(À vous):
Dressez la liste de toutes les lignes des enregistrements qui contiennent le mot « rough », en tenant compte de la casse.

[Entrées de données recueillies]
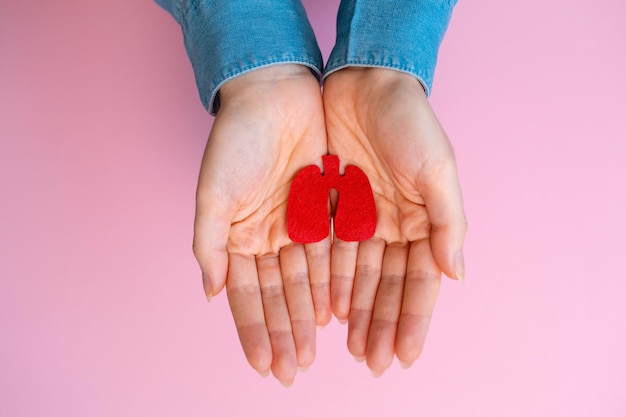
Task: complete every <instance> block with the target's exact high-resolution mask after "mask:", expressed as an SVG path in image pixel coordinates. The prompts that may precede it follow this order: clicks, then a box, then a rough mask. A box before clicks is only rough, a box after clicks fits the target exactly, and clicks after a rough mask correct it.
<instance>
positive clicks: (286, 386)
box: [280, 379, 294, 388]
mask: <svg viewBox="0 0 626 417" xmlns="http://www.w3.org/2000/svg"><path fill="white" fill-rule="evenodd" d="M293 381H294V380H293V379H292V380H291V381H287V382H283V381H280V385H282V386H283V387H285V388H289V387H290V386H292V385H293Z"/></svg>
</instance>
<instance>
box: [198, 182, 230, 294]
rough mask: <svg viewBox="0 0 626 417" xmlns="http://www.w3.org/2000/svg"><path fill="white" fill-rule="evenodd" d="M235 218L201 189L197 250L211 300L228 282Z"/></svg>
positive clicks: (205, 290) (198, 207)
mask: <svg viewBox="0 0 626 417" xmlns="http://www.w3.org/2000/svg"><path fill="white" fill-rule="evenodd" d="M231 218H232V215H231V213H229V212H228V211H227V210H226V209H225V208H224V207H220V206H218V205H217V204H215V203H213V202H212V200H211V199H210V198H208V197H205V195H204V192H201V191H200V185H199V190H198V196H197V202H196V218H195V221H194V236H193V253H194V256H195V257H196V260H197V261H198V264H200V269H201V270H202V283H203V286H204V292H205V294H206V297H207V299H208V300H209V301H210V300H211V297H212V296H214V295H217V294H218V293H219V292H220V291H221V290H222V288H223V287H224V284H225V282H226V274H227V271H228V251H227V246H228V235H229V233H230V220H231Z"/></svg>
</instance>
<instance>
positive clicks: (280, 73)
mask: <svg viewBox="0 0 626 417" xmlns="http://www.w3.org/2000/svg"><path fill="white" fill-rule="evenodd" d="M302 80H306V81H309V82H310V81H311V80H312V81H313V82H315V83H318V81H317V78H316V77H315V75H314V74H313V73H312V72H311V70H310V69H309V67H307V66H304V65H300V64H276V65H270V66H265V67H261V68H256V69H254V70H252V71H249V72H245V73H243V74H241V75H240V76H237V77H235V78H233V79H231V80H229V81H228V82H227V83H226V84H224V85H223V86H222V88H221V89H220V91H219V93H218V94H219V100H220V103H221V105H224V104H226V103H229V102H232V101H237V100H242V99H247V98H250V97H263V94H276V93H277V91H279V90H280V86H281V85H282V84H284V83H286V82H299V81H302ZM265 98H267V96H265Z"/></svg>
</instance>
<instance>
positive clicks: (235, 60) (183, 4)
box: [157, 0, 323, 115]
mask: <svg viewBox="0 0 626 417" xmlns="http://www.w3.org/2000/svg"><path fill="white" fill-rule="evenodd" d="M157 3H159V4H160V5H161V6H162V7H163V8H165V9H166V10H167V11H169V12H170V14H172V16H173V17H174V18H175V19H176V20H177V21H178V22H179V24H180V25H181V26H182V29H183V36H184V39H185V48H186V49H187V55H189V59H190V60H191V64H192V66H193V69H194V72H195V76H196V83H197V85H198V91H199V92H200V98H201V100H202V104H203V105H204V107H205V108H206V109H207V110H209V112H210V113H211V114H212V115H215V114H216V113H217V111H218V110H219V96H218V91H219V89H220V88H221V87H222V86H223V85H224V84H225V83H226V82H227V81H229V80H231V79H232V78H234V77H237V76H239V75H242V74H244V73H246V72H249V71H251V70H254V69H257V68H260V67H265V66H270V65H276V64H286V63H295V64H301V65H305V66H307V67H309V68H310V69H311V70H312V72H313V73H314V74H315V75H316V76H317V77H318V79H319V78H321V74H322V69H323V61H322V54H321V52H320V49H319V46H318V45H317V41H316V40H315V35H314V33H313V29H312V28H311V24H310V23H309V20H308V18H307V16H306V11H305V9H304V7H303V6H302V3H301V2H300V1H298V0H178V1H177V0H157Z"/></svg>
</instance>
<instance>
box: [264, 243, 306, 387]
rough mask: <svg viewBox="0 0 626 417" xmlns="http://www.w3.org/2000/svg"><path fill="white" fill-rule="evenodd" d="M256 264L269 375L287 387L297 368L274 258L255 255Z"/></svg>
mask: <svg viewBox="0 0 626 417" xmlns="http://www.w3.org/2000/svg"><path fill="white" fill-rule="evenodd" d="M256 265H257V270H258V273H259V283H260V284H261V298H262V299H263V309H264V310H265V323H266V324H267V331H268V333H269V336H270V342H271V343H272V373H273V374H274V376H275V377H276V378H277V379H278V380H279V381H280V382H281V383H283V384H285V385H290V384H291V383H292V382H293V379H294V377H295V375H296V372H297V371H298V366H297V361H296V345H295V343H294V340H293V332H292V329H291V321H290V319H289V310H288V309H287V301H286V299H285V291H284V287H283V279H282V276H281V273H280V264H279V260H278V256H277V255H273V254H272V255H263V256H257V258H256Z"/></svg>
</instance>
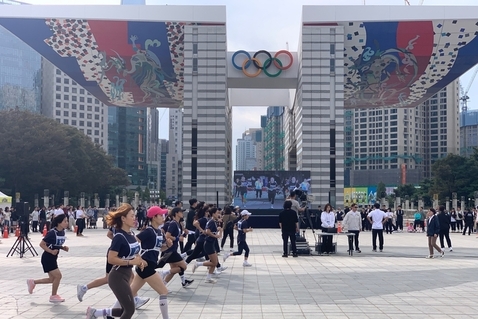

(Résultat ci-dessous):
Task: complete every <instance> block with the target's exact high-resolution mask after "mask:", expressed as an SVG path in image pixel coordinates. The prompts that may precede it follow this order: clicks, then a box, then a rough mask. A box before clicks is only rough, a box after clicks fits the target exactly, and clicks after a rough mask correct it.
rough mask: <svg viewBox="0 0 626 417" xmlns="http://www.w3.org/2000/svg"><path fill="white" fill-rule="evenodd" d="M235 218L201 189L197 250L211 300L228 282Z"/></svg>
rough mask: <svg viewBox="0 0 626 417" xmlns="http://www.w3.org/2000/svg"><path fill="white" fill-rule="evenodd" d="M256 264L269 375L287 387L297 368L274 258L255 255Z"/></svg>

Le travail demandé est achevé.